[WHAT THIS TASK INVOLVES]: Reproduce every line of the data below without changing anything, keeping each line in its original order.

[TASK INPUT]:
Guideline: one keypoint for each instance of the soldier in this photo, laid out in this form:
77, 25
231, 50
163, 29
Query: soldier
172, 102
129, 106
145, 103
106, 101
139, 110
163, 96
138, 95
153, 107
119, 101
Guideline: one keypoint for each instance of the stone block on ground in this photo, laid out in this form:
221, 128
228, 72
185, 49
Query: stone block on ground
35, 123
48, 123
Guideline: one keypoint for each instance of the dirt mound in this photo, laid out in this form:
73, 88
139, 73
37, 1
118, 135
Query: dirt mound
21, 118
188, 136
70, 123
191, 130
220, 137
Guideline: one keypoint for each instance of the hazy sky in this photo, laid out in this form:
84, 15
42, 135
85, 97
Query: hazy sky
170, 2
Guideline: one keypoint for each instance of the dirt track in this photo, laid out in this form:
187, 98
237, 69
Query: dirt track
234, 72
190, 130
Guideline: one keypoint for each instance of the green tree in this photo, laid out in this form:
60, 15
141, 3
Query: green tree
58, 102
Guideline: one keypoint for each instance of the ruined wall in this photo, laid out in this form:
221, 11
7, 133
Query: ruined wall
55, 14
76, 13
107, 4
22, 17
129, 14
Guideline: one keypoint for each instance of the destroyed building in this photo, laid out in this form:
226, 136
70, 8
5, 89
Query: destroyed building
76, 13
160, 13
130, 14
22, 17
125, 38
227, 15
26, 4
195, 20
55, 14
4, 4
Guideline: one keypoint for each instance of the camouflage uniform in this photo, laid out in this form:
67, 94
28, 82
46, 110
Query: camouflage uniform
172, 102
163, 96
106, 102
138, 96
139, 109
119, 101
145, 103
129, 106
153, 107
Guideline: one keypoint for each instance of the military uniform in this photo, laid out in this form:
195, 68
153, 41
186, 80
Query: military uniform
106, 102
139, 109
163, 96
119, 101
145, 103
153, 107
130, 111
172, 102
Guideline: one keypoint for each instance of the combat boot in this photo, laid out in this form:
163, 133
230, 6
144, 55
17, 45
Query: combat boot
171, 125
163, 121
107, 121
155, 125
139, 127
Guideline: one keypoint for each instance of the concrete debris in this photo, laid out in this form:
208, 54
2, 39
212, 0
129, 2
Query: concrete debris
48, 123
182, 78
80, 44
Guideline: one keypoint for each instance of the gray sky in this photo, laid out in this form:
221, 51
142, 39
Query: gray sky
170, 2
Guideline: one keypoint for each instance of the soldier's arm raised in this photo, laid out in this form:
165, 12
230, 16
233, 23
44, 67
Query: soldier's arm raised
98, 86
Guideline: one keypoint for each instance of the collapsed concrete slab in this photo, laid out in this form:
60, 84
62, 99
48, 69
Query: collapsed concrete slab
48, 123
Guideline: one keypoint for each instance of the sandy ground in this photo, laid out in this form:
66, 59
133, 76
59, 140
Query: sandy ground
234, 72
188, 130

[SOLUTION FOR THIS PROBLEM]:
Guideline: one keypoint for each instance of the soldier in this photo, laid out in this form:
77, 25
231, 50
163, 29
Query: soldier
172, 102
129, 106
145, 103
106, 101
139, 110
163, 96
138, 95
153, 107
119, 101
Guideline: one keypoint for each instance of the stone block on ground in this photo, laid out in this form:
221, 128
228, 72
185, 49
Query: stone block on ground
35, 123
48, 123
Guideline: one keypoint for each instance of the dirt mound in this photo, laid out in this form:
73, 88
139, 73
37, 1
118, 135
Query: dirt mound
21, 118
188, 136
70, 123
191, 130
220, 137
Guideline: one keypoint for each instance of the hazy sky in this photo, laid out in this form:
84, 15
42, 135
85, 97
Query: hazy sky
170, 2
Guideline: one keypoint for each instance of the dirt track in this photo, laid out in this form:
187, 98
237, 69
Query: dirt track
234, 72
190, 130
Guideline: one keypoint for each instance of the green tree in this photo, laid out in this form:
60, 15
141, 3
Query: green tree
58, 102
Guideline: one keypoint for each instance of the ruined wall in this photo, laid out in this form:
221, 11
7, 133
Query: ruined wall
55, 14
76, 13
107, 4
22, 17
129, 14
Guideline: one keypoint for each instance of the destroyed building in this photo, laid out in this form:
226, 136
70, 8
5, 89
Query: destroyed building
76, 13
160, 13
130, 14
22, 17
125, 38
227, 15
26, 4
195, 20
55, 14
4, 4
Guideline: one keypoint for each instance of the camouflage uniform in this photo, laid out in this form:
67, 94
28, 82
46, 110
Query: camouflage uniform
172, 102
163, 96
106, 102
138, 96
139, 109
119, 101
145, 103
129, 106
153, 107
Guideline: one keypoint for each instance of the military uniform in this photo, laid out in this form:
195, 68
153, 41
186, 80
Query: military uniform
106, 102
139, 109
163, 96
119, 101
145, 103
153, 107
130, 111
172, 102
Guideline: one keypoint for each instance of the combat boot in this photo, laid out in this form:
163, 133
230, 6
144, 55
17, 45
Query: combat boot
171, 125
163, 121
107, 121
155, 125
139, 127
Guideline: one keypoint for each instance of the concrete debris in this photo, laid out in this form:
208, 54
2, 39
212, 0
129, 2
Query: concrete debris
48, 123
182, 78
80, 44
Guideline: one keypoint for each instance of the gray sky in this photo, laid out in this form:
221, 51
142, 39
Query: gray sky
170, 2
Guideline: one keypoint for each instance of the soldier's arm raised in this photo, laid out in this form:
165, 12
230, 16
233, 23
44, 67
Query: soldier's arm raised
98, 86
Guideline: one keypoint for each instance of the collapsed concrete slab in this photo, laid out in this form:
60, 84
62, 99
48, 69
Query: collapsed concrete slab
48, 123
Guideline: one keypoint for each instance of the sandy ground in this photo, laid out in this form:
66, 59
133, 76
59, 140
Query: sandy ground
234, 72
188, 130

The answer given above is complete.